• Goal of the exercise
Write every line of the material out exactly as shown.

• Records for the task
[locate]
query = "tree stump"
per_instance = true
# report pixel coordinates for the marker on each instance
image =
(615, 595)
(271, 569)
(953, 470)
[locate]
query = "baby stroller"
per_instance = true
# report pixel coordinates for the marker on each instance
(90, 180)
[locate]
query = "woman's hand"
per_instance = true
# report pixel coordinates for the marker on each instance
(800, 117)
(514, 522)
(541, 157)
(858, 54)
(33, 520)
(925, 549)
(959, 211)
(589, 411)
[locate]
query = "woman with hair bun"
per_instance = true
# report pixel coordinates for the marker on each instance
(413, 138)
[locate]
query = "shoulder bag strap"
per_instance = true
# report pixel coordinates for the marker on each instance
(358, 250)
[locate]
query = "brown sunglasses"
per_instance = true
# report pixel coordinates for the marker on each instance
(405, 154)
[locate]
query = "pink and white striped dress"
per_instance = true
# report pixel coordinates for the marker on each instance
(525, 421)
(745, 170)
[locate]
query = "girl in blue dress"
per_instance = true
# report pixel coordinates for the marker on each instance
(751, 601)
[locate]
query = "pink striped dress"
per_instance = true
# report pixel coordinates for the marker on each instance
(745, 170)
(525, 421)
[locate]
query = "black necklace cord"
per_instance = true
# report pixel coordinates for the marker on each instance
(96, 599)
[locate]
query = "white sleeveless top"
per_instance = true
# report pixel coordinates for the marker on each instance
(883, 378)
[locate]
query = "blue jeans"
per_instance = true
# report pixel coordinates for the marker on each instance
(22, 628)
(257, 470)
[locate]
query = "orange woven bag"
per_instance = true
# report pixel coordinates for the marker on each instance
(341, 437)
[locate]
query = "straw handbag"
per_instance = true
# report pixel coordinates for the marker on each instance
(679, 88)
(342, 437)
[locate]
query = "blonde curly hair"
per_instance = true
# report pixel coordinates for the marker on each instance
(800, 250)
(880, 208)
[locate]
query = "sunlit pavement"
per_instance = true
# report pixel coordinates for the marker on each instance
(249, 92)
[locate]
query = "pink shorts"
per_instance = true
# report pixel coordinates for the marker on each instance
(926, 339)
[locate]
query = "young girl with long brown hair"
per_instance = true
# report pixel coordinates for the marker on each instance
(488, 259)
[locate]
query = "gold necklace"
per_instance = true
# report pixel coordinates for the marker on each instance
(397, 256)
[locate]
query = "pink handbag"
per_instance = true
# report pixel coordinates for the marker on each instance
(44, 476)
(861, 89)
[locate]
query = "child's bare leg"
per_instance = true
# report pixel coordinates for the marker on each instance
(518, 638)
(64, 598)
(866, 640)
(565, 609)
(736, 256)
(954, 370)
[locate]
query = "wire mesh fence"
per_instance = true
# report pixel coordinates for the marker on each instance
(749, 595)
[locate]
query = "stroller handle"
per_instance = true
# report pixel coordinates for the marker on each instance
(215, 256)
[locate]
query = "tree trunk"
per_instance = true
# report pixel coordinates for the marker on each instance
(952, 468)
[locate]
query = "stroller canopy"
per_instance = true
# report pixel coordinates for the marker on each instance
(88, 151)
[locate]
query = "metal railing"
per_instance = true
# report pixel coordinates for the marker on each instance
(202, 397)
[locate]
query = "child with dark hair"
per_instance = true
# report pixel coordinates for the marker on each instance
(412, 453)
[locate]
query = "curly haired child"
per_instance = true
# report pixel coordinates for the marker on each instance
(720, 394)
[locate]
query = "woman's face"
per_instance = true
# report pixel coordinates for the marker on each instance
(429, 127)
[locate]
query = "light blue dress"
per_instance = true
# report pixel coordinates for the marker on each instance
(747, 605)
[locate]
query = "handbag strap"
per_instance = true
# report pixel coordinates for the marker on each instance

• Solved exercise
[locate]
query = "tree stump"
per_instance = true
# report pixel coordinates for the marker on each instance
image =
(615, 595)
(271, 569)
(953, 470)
[locate]
query = "baby stroller"
per_instance = true
# report pixel coordinates for the marker on each instance
(90, 180)
[locate]
query = "woman's hand"
per_instance = true
# report pixel coordinates for the marker on each instance
(800, 117)
(514, 522)
(541, 157)
(858, 54)
(33, 520)
(925, 549)
(959, 211)
(589, 411)
[locate]
query = "woman with hair bun"
per_instance = true
# report pixel coordinates for the marker on each instance
(413, 138)
[locate]
query = "shoulder bag strap"
per_instance = true
# report pixel coordinates for the marker on each instance
(358, 250)
[locate]
query = "brown sunglasses"
per_instance = true
# report pixel coordinates for the marker on each instance
(405, 154)
[locate]
query = "pink and white striped dress"
per_instance = true
# report pixel coordinates for the marker on each instance
(525, 421)
(745, 170)
[locate]
query = "girl in blue dress"
per_instance = true
# report pixel coordinates for the marker on each instance
(751, 601)
[locate]
query = "pink striped dress"
per_instance = true
# report pixel coordinates for the marker on each instance
(745, 170)
(525, 421)
[locate]
query = "black necklace cord"
per_instance = true
# report pixel coordinates for the marker on each instance
(96, 599)
[locate]
query = "white sleeveless top"
per_instance = true
# report pixel coordinates for the marker on each instance
(883, 378)
[locate]
query = "blue jeans"
per_instance = true
# report pixel coordinates for the marker on each instance
(22, 628)
(257, 470)
[locate]
query = "orange woven bag"
per_instance = true
# report pixel coordinates for the marker on each instance
(341, 437)
[locate]
query = "straw handbag"
per_instance = true
# report pixel coordinates for the marker on each instance
(679, 88)
(342, 437)
[locate]
query = "blonde curly hair"
per_instance = true
# report pixel coordinates for the marker on each instance
(800, 250)
(880, 208)
[locate]
query = "sunlit pavement"
per_instance = true
# report pixel coordinates for the marker on each instance
(249, 92)
[locate]
query = "pink shorts"
per_instance = true
# report pixel coordinates for the marker on each instance
(926, 339)
[locate]
query = "young girl with long brown hair"
per_instance = true
# report pixel coordinates for the marker on each instance
(488, 259)
[locate]
query = "gold necklace"
per_instance = true
# report pixel coordinates for the marker on each instance
(397, 256)
[locate]
query = "pink handbag"
per_instance = true
# report pixel coordinates for the marker on each instance
(44, 476)
(861, 89)
[locate]
query = "child's bare leg"
per_instance = true
# report pixel coordinates for the marker on each instance
(518, 638)
(64, 598)
(866, 640)
(565, 609)
(736, 256)
(954, 370)
[locate]
query = "wire mesh fence"
per_instance = true
# report pixel coordinates for the marker on each instance
(749, 595)
[locate]
query = "stroller handle"
per_instance = true
# report pixel coordinates for the marker on each instance
(215, 256)
[locate]
query = "tree trunk"
per_instance = true
# report pixel coordinates for the marker on each instance
(952, 468)
[locate]
query = "stroller canopy"
per_instance = true
# report pixel coordinates for the marker on each instance
(88, 151)
[locate]
query = "metal railing"
per_instance = true
# report pixel coordinates for the marker on each instance
(202, 397)
[locate]
query = "child with dark hair"
per_instance = true
# report pixel coordinates for the marker on each instance
(412, 453)
[locate]
query = "curly haired child"
per_instance = true
# report pixel coordinates for the marker on each instance
(720, 394)
[locate]
query = "woman's face"
per_instance = true
# report pixel coordinates for the marker on each instance
(429, 127)
[locate]
query = "light blue dress"
per_instance = true
# report pixel coordinates for the marker on each instance
(747, 605)
[locate]
query = "handbag strap"
per_instance = true
# report pixel coordinates for the marker on each instance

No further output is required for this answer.